### [What the task requires]
Could you copy the material word for word, from the line that contains "mask job: door hinge" through the end of the material, with both ends included?
--- begin Data shown ---
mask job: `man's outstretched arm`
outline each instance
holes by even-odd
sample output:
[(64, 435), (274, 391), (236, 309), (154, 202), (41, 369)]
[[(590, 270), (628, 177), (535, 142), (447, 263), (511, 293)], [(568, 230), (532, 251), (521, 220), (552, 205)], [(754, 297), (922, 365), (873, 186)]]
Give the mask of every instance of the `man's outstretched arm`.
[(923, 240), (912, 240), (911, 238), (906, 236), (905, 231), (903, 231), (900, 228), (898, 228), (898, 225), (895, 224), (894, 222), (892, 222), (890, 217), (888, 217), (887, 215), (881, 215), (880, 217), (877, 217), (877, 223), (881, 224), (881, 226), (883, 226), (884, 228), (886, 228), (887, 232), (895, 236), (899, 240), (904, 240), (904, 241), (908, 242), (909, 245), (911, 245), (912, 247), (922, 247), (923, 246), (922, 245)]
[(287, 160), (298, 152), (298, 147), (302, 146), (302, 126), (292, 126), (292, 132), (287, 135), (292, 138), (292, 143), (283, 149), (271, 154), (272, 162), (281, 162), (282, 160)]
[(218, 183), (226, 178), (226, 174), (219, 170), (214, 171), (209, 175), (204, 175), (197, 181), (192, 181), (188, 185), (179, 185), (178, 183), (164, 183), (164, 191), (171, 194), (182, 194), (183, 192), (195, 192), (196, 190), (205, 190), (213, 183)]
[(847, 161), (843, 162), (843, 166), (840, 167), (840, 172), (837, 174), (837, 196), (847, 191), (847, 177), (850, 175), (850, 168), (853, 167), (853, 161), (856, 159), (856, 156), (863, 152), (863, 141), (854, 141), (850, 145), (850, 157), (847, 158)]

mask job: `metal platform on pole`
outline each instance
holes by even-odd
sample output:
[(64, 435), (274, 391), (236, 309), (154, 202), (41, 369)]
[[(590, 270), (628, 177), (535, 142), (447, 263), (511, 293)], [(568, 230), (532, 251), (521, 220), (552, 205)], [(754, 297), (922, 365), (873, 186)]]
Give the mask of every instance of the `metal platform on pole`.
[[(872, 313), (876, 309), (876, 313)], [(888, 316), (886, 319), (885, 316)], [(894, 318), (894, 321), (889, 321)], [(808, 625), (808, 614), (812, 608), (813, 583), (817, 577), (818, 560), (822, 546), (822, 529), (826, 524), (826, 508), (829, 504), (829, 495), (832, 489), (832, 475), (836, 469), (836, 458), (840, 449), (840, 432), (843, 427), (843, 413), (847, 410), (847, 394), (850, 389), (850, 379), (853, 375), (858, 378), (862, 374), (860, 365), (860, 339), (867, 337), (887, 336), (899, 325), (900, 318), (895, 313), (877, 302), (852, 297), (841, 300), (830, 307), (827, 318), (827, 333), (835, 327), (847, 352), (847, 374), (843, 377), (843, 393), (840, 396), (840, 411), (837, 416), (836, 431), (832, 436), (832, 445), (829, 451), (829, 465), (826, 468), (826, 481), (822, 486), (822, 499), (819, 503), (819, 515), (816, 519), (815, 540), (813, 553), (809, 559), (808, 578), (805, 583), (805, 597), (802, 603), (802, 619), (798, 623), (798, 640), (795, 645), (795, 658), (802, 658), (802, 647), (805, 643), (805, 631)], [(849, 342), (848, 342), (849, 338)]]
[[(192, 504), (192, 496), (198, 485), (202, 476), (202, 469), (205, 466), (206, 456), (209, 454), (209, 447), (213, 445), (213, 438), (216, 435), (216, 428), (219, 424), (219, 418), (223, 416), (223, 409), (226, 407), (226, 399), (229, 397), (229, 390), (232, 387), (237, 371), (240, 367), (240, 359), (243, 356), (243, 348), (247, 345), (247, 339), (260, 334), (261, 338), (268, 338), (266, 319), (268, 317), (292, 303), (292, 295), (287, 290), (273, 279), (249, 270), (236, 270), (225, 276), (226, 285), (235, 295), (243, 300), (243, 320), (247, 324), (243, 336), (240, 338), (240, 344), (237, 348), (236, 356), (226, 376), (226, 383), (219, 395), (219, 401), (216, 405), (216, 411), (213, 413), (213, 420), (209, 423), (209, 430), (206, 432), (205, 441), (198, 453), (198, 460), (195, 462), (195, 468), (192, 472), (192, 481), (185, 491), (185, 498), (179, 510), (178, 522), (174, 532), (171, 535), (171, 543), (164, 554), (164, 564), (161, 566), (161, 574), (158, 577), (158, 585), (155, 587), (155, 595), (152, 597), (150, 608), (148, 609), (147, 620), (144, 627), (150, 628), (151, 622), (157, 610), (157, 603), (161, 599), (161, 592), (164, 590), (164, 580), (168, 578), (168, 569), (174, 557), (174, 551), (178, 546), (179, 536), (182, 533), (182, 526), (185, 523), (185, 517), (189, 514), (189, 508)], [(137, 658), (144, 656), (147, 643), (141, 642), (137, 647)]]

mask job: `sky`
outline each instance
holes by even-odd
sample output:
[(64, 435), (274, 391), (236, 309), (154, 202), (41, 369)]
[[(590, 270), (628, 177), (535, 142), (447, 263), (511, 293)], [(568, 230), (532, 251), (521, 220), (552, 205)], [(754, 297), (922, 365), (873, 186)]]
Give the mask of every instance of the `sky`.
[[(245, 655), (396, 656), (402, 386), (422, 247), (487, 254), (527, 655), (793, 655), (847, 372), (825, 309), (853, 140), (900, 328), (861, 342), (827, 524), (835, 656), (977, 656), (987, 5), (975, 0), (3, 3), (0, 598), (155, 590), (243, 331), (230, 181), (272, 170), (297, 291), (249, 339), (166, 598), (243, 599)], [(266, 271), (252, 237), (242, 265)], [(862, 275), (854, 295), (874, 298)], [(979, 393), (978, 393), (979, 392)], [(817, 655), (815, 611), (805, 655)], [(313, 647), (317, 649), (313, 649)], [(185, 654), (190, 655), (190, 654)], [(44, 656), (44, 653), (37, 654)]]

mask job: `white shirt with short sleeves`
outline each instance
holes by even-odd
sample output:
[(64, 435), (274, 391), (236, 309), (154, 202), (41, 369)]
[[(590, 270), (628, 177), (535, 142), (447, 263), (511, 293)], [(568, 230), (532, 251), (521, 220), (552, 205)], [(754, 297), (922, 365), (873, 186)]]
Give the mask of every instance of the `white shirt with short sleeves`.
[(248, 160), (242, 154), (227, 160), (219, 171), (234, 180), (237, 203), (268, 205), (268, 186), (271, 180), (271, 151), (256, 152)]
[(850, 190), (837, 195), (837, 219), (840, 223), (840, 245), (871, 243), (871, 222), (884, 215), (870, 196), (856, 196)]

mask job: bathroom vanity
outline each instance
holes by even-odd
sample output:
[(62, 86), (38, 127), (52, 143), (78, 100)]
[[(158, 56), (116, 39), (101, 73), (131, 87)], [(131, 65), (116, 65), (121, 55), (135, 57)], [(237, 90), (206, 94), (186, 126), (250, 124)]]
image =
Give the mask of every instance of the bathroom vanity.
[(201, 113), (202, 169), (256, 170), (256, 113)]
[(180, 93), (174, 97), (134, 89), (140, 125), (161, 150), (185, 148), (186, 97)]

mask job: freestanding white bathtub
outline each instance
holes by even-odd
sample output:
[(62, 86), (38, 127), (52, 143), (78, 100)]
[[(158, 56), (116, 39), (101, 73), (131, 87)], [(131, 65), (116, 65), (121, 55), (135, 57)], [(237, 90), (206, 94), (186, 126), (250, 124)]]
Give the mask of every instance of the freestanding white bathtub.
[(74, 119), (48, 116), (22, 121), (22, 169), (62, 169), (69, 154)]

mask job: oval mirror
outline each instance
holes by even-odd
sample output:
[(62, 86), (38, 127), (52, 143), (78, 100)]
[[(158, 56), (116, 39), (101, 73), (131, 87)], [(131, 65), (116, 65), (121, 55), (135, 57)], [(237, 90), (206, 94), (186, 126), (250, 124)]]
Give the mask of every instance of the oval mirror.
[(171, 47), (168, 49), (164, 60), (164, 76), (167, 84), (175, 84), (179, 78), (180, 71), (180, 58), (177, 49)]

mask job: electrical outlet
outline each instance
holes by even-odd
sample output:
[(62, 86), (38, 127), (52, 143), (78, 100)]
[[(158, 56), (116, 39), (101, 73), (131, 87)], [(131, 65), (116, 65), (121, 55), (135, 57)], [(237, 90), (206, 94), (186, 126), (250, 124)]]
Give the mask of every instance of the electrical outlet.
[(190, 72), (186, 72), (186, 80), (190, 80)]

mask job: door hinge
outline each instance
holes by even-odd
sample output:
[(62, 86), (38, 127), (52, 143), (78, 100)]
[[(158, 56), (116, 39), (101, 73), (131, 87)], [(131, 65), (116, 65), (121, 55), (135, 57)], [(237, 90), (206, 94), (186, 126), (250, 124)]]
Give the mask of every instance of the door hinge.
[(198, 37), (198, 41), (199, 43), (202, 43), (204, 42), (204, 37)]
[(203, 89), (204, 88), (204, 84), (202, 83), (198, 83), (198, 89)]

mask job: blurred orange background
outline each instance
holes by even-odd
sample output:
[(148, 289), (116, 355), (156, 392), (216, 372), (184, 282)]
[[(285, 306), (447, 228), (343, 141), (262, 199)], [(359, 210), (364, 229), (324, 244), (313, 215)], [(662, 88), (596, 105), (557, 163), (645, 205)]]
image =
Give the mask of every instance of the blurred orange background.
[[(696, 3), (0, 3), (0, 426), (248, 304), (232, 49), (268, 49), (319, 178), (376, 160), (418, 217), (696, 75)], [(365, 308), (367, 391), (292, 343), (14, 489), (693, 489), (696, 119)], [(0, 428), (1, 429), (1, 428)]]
--- end Data shown ---
### [Task answer]
mask job: door hinge
outline each instance
holes by even-odd
sample output:
[(62, 86), (38, 127), (52, 143), (78, 100)]
[[(158, 56), (116, 39), (101, 73), (131, 87)], [(131, 65), (116, 65), (121, 55), (135, 57)], [(237, 90), (206, 94), (186, 126), (250, 124)]]
Give the mask of every instance of the door hinge.
[(198, 37), (198, 41), (199, 43), (202, 43), (204, 42), (204, 37)]
[(203, 89), (204, 88), (204, 84), (202, 83), (198, 83), (198, 89)]

mask job: blurred orange background
outline each instance
holes by even-odd
sample output:
[(148, 289), (116, 355), (156, 392), (216, 372), (184, 282)]
[[(285, 306), (447, 228), (343, 141), (262, 199)], [(359, 210), (364, 229), (324, 244), (313, 215)], [(662, 88), (596, 105), (557, 163), (645, 205)]]
image =
Give the mask of every instance of the blurred orange background.
[[(696, 3), (0, 3), (0, 426), (248, 304), (232, 49), (268, 49), (319, 178), (376, 160), (418, 217), (696, 75)], [(365, 308), (367, 391), (292, 343), (14, 489), (693, 489), (696, 119)], [(0, 428), (1, 429), (1, 428)]]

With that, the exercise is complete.